**Instructions to follow**
Copy out word for word the part of the post about encouraging creativity in kids that opens with the words containing "Cameron Herold, an" and closes with "agree with him.".
[Text Boundary: Start]
Cameron Herold, an entrepreneur who entrepreneur-ed well enough to now coach other entrepreneurs, gave a TED talk on how to help nourish creativity and can-do attitude in your kids (instead of squashing it down as traditional schooling tends to do). I summarized his key points below the video, so you can skip down to those if you are short on time.
I think he raises a fascinating point - that the better you want to do in school, the more conformist you must become. School rewards following the rules, taking what others tell you at face value and, most importantly, believing that whoever wrote a book knows better than you. Looking back on my schooling (in Russia, all of these schooling attributes are taken to an art form. Russian intelligentsia specifically prizes someone who thinks over someone who does... but hey, that's a whole other post), I must agree with him.
I wish, when I was in school, someone had told me that most people (and books) don't really know what they are talking about - or, at least, seem much more knowledgeable than they are. Just because someone dismisses an idea doesn't mean it's bunk, just because something has been printed does not make it true, and just because someone is a grownup in a suit does not give them authority in any subject. And, most importantly, just because no one you know does what you want to do does not mean it's not worth doing. Wombat, take notes.
[Text Boundary: End]
[Listed entries Boundary: Start]
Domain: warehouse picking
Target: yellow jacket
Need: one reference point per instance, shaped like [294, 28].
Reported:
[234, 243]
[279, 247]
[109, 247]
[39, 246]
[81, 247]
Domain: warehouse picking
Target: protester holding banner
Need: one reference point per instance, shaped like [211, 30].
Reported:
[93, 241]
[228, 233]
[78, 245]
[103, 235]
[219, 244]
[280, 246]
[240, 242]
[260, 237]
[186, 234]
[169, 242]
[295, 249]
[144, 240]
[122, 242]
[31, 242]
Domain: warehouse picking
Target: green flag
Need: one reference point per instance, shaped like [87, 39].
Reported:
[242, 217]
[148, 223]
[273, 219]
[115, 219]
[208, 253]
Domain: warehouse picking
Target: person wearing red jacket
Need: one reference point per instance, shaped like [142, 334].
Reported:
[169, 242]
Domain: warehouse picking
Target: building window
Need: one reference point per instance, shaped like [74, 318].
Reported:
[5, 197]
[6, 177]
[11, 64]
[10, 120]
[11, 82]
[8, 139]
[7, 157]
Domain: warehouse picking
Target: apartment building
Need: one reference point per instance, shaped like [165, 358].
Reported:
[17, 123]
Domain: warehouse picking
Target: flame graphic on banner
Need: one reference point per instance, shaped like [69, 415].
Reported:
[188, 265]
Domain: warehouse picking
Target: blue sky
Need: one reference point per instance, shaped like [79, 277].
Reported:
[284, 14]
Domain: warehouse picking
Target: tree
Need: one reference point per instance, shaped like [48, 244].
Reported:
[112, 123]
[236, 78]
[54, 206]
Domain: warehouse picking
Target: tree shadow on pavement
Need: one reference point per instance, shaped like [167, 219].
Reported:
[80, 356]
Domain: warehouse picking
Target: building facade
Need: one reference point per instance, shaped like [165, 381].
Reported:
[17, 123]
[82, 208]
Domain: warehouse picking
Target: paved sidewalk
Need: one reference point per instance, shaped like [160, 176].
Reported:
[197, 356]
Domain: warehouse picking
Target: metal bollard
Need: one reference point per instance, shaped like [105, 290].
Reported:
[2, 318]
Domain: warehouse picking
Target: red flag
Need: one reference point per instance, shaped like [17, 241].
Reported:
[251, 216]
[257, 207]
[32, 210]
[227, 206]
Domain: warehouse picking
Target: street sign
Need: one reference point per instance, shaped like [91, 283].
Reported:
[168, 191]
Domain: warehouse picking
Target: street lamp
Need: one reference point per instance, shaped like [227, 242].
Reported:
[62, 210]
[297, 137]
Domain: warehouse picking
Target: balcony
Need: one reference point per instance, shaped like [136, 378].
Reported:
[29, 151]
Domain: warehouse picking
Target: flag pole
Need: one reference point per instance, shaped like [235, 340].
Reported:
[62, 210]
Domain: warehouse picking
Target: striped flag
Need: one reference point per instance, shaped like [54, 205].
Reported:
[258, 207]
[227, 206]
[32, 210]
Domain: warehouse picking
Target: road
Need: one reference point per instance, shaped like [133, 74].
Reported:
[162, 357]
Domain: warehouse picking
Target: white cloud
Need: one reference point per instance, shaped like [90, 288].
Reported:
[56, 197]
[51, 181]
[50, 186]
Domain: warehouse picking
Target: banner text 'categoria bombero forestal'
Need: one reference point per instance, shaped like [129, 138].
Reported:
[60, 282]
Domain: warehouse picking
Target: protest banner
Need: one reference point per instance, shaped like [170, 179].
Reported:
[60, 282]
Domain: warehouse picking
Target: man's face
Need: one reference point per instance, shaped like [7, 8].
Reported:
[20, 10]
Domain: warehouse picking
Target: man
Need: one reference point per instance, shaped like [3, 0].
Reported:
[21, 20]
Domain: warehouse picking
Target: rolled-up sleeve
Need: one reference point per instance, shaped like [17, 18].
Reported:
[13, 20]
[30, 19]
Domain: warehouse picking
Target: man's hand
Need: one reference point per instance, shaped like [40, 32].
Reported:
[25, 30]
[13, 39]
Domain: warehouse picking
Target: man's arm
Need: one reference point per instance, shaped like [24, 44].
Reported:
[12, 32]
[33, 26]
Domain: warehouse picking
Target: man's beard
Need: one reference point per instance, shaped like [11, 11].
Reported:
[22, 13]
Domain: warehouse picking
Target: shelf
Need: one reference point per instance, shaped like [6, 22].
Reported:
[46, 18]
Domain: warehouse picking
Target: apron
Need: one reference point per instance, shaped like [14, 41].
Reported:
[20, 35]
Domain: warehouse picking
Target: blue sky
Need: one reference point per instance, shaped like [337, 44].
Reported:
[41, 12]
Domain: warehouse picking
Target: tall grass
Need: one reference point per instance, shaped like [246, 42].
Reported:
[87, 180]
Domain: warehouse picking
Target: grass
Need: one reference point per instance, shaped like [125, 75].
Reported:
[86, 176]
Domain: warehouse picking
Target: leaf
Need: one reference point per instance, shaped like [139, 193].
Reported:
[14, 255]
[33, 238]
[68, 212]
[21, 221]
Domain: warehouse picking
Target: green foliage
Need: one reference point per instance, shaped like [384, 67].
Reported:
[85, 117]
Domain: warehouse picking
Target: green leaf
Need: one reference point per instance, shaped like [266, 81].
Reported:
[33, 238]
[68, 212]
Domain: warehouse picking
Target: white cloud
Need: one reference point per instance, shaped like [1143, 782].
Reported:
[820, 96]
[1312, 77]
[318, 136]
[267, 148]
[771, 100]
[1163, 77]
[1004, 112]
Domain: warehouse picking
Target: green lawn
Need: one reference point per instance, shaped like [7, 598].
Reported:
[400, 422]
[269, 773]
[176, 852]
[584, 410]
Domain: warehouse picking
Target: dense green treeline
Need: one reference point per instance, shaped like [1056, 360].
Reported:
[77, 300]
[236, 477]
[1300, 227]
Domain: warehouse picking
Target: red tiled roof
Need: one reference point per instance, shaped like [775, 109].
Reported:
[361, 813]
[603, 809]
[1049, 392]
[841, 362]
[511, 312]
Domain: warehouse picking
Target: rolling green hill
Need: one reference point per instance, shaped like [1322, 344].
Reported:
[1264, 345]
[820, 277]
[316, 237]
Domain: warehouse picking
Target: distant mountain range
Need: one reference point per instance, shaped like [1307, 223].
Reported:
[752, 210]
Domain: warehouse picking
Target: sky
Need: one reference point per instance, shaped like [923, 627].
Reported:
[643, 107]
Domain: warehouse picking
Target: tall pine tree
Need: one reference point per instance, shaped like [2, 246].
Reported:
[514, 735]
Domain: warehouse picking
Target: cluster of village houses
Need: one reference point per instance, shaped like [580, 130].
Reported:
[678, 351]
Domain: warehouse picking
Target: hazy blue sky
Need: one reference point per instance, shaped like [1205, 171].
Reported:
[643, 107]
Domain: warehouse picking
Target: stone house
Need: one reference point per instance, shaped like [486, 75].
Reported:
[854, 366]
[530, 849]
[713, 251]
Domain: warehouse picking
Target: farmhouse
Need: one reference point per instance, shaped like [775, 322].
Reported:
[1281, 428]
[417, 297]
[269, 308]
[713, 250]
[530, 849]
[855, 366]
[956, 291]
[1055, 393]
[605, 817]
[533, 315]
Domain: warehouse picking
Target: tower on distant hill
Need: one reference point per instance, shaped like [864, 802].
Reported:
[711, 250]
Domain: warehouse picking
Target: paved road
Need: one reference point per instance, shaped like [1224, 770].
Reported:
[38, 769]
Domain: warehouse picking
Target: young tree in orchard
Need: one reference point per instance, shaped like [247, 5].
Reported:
[Listed entries Boundary: End]
**Answer area**
Cameron Herold, an entrepreneur who entrepreneur-ed well enough to now coach other entrepreneurs, gave a TED talk on how to help nourish creativity and can-do attitude in your kids (instead of squashing it down as traditional schooling tends to do). I summarized his key points below the video, so you can skip down to those if you are short on time.
I think he raises a fascinating point - that the better you want to do in school, the more conformist you must become. School rewards following the rules, taking what others tell you at face value and, most importantly, believing that whoever wrote a book knows better than you. Looking back on my schooling (in Russia, all of these schooling attributes are taken to an art form. Russian intelligentsia specifically prizes someone who thinks over someone who does... but hey, that's a whole other post), I must agree with him.